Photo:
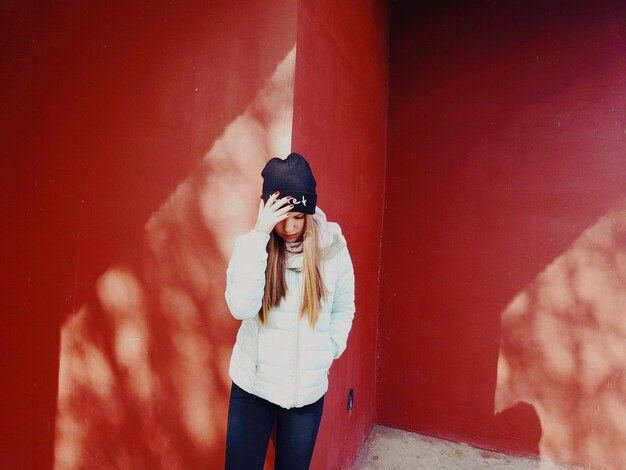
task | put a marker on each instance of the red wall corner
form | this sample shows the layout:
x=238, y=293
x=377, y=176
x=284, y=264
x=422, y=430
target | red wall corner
x=500, y=292
x=340, y=126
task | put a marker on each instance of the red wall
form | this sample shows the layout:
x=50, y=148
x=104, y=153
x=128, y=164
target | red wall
x=502, y=269
x=340, y=125
x=133, y=141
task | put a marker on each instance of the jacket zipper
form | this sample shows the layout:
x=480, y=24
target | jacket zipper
x=295, y=400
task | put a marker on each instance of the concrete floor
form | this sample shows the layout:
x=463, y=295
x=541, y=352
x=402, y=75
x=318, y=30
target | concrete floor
x=394, y=449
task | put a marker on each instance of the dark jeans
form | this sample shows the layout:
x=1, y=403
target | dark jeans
x=250, y=421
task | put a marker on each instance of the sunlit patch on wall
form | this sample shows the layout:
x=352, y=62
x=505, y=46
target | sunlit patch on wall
x=563, y=348
x=143, y=377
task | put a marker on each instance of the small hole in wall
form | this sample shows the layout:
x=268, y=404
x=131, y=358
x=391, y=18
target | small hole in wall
x=350, y=400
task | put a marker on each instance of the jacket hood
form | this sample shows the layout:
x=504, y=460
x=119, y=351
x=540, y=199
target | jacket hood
x=331, y=238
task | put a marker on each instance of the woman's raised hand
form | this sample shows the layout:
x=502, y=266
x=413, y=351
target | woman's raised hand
x=272, y=212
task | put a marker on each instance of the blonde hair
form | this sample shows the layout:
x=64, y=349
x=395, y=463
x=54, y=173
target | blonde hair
x=275, y=281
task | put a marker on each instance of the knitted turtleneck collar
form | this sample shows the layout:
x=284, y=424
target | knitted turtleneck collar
x=330, y=238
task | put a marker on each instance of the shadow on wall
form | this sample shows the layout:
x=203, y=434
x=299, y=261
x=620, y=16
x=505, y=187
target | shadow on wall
x=564, y=344
x=143, y=377
x=108, y=106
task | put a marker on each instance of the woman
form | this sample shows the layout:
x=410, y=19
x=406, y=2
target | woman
x=291, y=281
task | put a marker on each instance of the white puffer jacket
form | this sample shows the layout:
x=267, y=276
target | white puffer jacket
x=286, y=361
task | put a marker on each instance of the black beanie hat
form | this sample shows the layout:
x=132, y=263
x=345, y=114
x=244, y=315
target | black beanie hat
x=292, y=177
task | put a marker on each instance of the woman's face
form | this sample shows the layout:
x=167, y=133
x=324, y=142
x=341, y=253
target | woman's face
x=291, y=228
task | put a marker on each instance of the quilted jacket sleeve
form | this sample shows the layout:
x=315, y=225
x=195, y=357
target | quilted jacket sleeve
x=245, y=276
x=343, y=304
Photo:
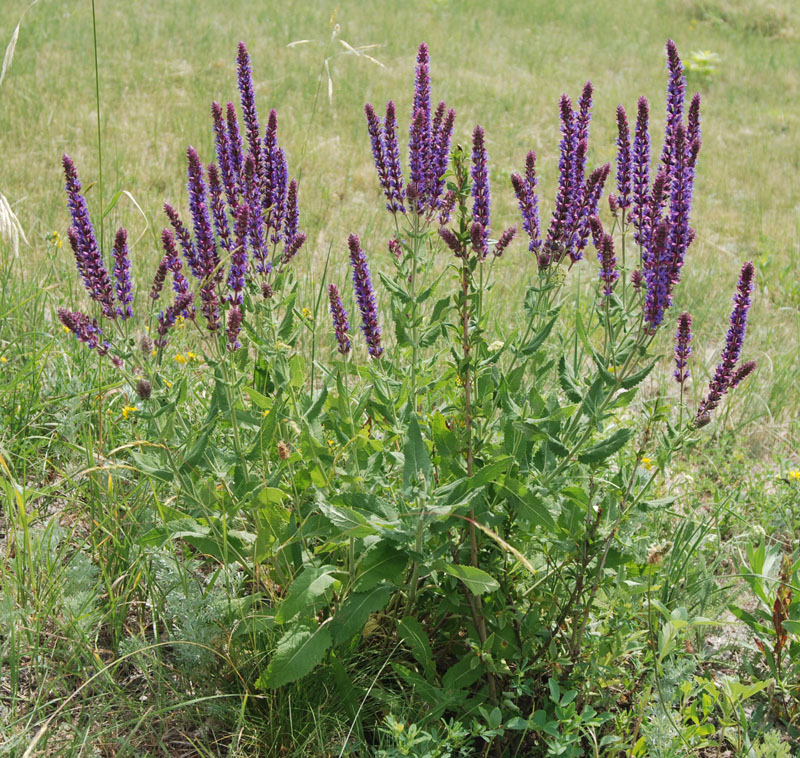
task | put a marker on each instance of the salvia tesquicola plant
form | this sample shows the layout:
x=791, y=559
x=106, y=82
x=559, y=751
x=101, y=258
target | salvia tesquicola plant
x=464, y=471
x=240, y=235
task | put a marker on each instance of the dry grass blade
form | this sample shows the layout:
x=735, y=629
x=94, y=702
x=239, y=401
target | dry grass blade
x=10, y=228
x=12, y=45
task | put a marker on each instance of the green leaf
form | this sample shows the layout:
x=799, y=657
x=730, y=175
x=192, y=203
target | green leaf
x=462, y=674
x=477, y=581
x=195, y=455
x=539, y=337
x=264, y=436
x=793, y=627
x=412, y=633
x=607, y=447
x=394, y=288
x=382, y=562
x=306, y=592
x=569, y=383
x=354, y=612
x=416, y=459
x=351, y=522
x=149, y=465
x=528, y=506
x=638, y=377
x=298, y=651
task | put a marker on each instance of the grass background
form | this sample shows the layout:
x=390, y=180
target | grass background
x=504, y=66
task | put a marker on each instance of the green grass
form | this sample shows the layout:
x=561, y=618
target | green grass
x=75, y=581
x=504, y=66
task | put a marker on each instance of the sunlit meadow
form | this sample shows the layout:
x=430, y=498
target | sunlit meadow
x=500, y=527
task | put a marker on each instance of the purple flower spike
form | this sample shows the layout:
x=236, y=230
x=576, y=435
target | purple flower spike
x=159, y=278
x=675, y=95
x=234, y=327
x=420, y=134
x=418, y=158
x=173, y=263
x=280, y=180
x=255, y=216
x=582, y=122
x=238, y=269
x=218, y=207
x=167, y=319
x=657, y=278
x=392, y=156
x=207, y=257
x=122, y=274
x=477, y=235
x=223, y=147
x=683, y=348
x=375, y=129
x=248, y=97
x=235, y=144
x=652, y=214
x=339, y=316
x=187, y=244
x=291, y=250
x=441, y=154
x=446, y=207
x=693, y=122
x=680, y=206
x=525, y=190
x=505, y=240
x=565, y=195
x=365, y=297
x=88, y=258
x=724, y=375
x=588, y=208
x=641, y=166
x=596, y=228
x=742, y=373
x=451, y=241
x=623, y=159
x=269, y=156
x=481, y=206
x=608, y=264
x=84, y=328
x=292, y=218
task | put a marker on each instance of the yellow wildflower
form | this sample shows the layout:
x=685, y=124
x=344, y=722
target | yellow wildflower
x=128, y=410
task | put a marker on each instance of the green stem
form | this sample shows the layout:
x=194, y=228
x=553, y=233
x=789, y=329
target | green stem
x=99, y=136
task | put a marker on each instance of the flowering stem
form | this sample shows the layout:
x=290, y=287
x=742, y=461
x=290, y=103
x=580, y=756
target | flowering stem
x=99, y=139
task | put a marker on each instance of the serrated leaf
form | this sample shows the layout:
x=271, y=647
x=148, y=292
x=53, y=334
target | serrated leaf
x=382, y=562
x=354, y=612
x=417, y=462
x=638, y=377
x=298, y=651
x=539, y=337
x=478, y=581
x=306, y=592
x=412, y=633
x=568, y=381
x=607, y=447
x=349, y=521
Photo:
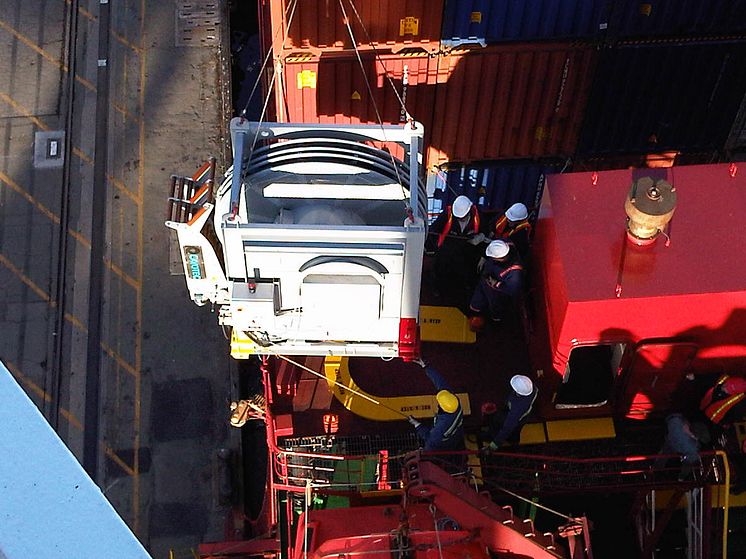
———
Reproduce the entire listing above verbatim, omitting the pictures.

Photo:
task | put a marker on each instance of the red wall corner
form | this sample shows the layout:
x=238, y=293
x=377, y=176
x=284, y=264
x=422, y=430
target | red wall corner
x=500, y=292
x=340, y=126
task | put a marker on each instance of the red wall
form | this sample shows the layout:
x=50, y=148
x=104, y=153
x=128, y=164
target | red wall
x=502, y=269
x=340, y=125
x=133, y=141
task | put a marker on each instance of the jacket zipper
form | this sample shows the layout:
x=480, y=24
target | jacket zipper
x=295, y=400
task | put a marker on each instance of the concrete floor
form | this sample shows the layout:
x=463, y=295
x=541, y=352
x=402, y=75
x=318, y=30
target | concrete floor
x=394, y=449
task | put a marker on each instance of the dark jeans
form | this sample shows the layout:
x=1, y=403
target | dark jeans
x=250, y=421
task | put a marker on each instance of the sunlit patch on wall
form | this sample shows the layout:
x=352, y=62
x=505, y=46
target | sunlit patch on wall
x=563, y=348
x=143, y=377
task | put a marker on each instance of the small hole in wall
form | this sample shows the layout:
x=268, y=404
x=131, y=358
x=391, y=18
target | small hole in wall
x=350, y=400
task | put a marker on each instance of the jacket hood
form | this sample shows the layout:
x=504, y=460
x=119, y=351
x=540, y=199
target | jacket hood
x=331, y=238
task | put a marker on each instance of the woman's raised hand
form | this sample shows the layout:
x=502, y=266
x=413, y=351
target | woman's raised hand
x=272, y=212
task | put a marker on each instance of the blonde hair
form | this sample shows the layout:
x=64, y=349
x=395, y=463
x=54, y=173
target | blonde hair
x=275, y=281
task | put a marker on each instance of the knitted turtleneck collar
form | this sample shows the layout:
x=284, y=424
target | knitted turtleneck collar
x=330, y=238
task | put a marker on each instance of the shadow on wall
form | this sample shows the layout:
x=203, y=434
x=299, y=261
x=620, y=16
x=505, y=187
target | shadow on wall
x=564, y=344
x=143, y=377
x=108, y=106
task | put a marker on each instance of the woman
form | this sample shows the layout:
x=410, y=19
x=406, y=2
target | woman
x=291, y=281
task | put a marker on each instance of the white puffer jacket
form | this sample shows the layout:
x=267, y=276
target | white puffer jacket
x=286, y=361
task | put a marker on each instance of the black beanie hat
form | this sample shows the layout:
x=132, y=263
x=345, y=114
x=244, y=315
target | black beanie hat
x=292, y=177
task | put a marker on each instance of the woman's face
form | this sample shows the layout:
x=167, y=133
x=324, y=142
x=341, y=253
target | woman's face
x=291, y=228
task | put a marker on each instance of the quilted jacket sleeve
form | this sample shows the layout:
x=315, y=225
x=195, y=357
target | quilted jacket sleeve
x=245, y=276
x=343, y=304
Photo:
task | put a marker on each instance of the salvia tesquicola plant
form | this sample shows the layout:
x=791, y=559
x=106, y=82
x=559, y=751
x=101, y=258
target | salvia tesquicola plant
x=464, y=471
x=240, y=235
task | put a marker on each instance of the dry grass blade
form | this sample shows the layout:
x=735, y=629
x=94, y=702
x=239, y=401
target | dry grass blade
x=10, y=228
x=12, y=45
task | put a marker on each instance of the green leaf
form | this sample shows the layout:
x=799, y=657
x=730, y=175
x=192, y=203
target | green leaf
x=462, y=674
x=477, y=581
x=195, y=455
x=539, y=337
x=264, y=436
x=793, y=627
x=412, y=633
x=607, y=447
x=394, y=288
x=382, y=562
x=306, y=592
x=569, y=383
x=354, y=612
x=416, y=459
x=351, y=522
x=149, y=465
x=528, y=506
x=638, y=377
x=298, y=651
task | put a marker on each instance of the grass background
form | this sample shows the layout:
x=390, y=180
target | grass background
x=504, y=66
task | put a marker on each instance of the green grass
form | this sample shows the layout:
x=561, y=618
target | green grass
x=75, y=581
x=504, y=66
task | put a marker on each instance of the sunlit meadow
form | this sample shows the layout:
x=430, y=498
target | sunlit meadow
x=500, y=527
task | put a marker on each instance of the purple flower spike
form | this sample shows the layout:
x=236, y=230
x=576, y=435
target | purple flower spike
x=159, y=278
x=675, y=95
x=234, y=327
x=420, y=134
x=418, y=158
x=173, y=263
x=280, y=180
x=255, y=216
x=582, y=122
x=238, y=269
x=218, y=207
x=167, y=319
x=657, y=278
x=392, y=156
x=207, y=257
x=122, y=274
x=477, y=235
x=223, y=147
x=683, y=348
x=375, y=129
x=248, y=97
x=235, y=144
x=652, y=214
x=339, y=316
x=187, y=244
x=291, y=250
x=441, y=154
x=446, y=207
x=693, y=122
x=680, y=206
x=525, y=190
x=505, y=240
x=565, y=195
x=365, y=297
x=88, y=258
x=724, y=375
x=588, y=208
x=641, y=166
x=596, y=228
x=742, y=373
x=451, y=241
x=623, y=159
x=269, y=156
x=481, y=206
x=608, y=264
x=84, y=328
x=292, y=218
task | put a marker on each instance of the yellow wildflower
form | this sample shows the layout:
x=685, y=124
x=344, y=722
target | yellow wildflower
x=128, y=410
task | put a marker on each instance of the green stem
form | this sample shows the layout:
x=194, y=228
x=553, y=233
x=789, y=329
target | green stem
x=99, y=136
task | put a marker on each instance of the flowering stem
form | this sample shows the layout:
x=290, y=287
x=742, y=461
x=290, y=103
x=580, y=756
target | flowering stem
x=99, y=139
task | put a marker on each instance of the serrated leaf
form | this sample shows the layout:
x=271, y=647
x=148, y=292
x=53, y=334
target | serrated leaf
x=382, y=562
x=354, y=612
x=417, y=462
x=638, y=377
x=298, y=651
x=539, y=337
x=478, y=581
x=306, y=592
x=412, y=633
x=568, y=381
x=607, y=447
x=349, y=521
Photo:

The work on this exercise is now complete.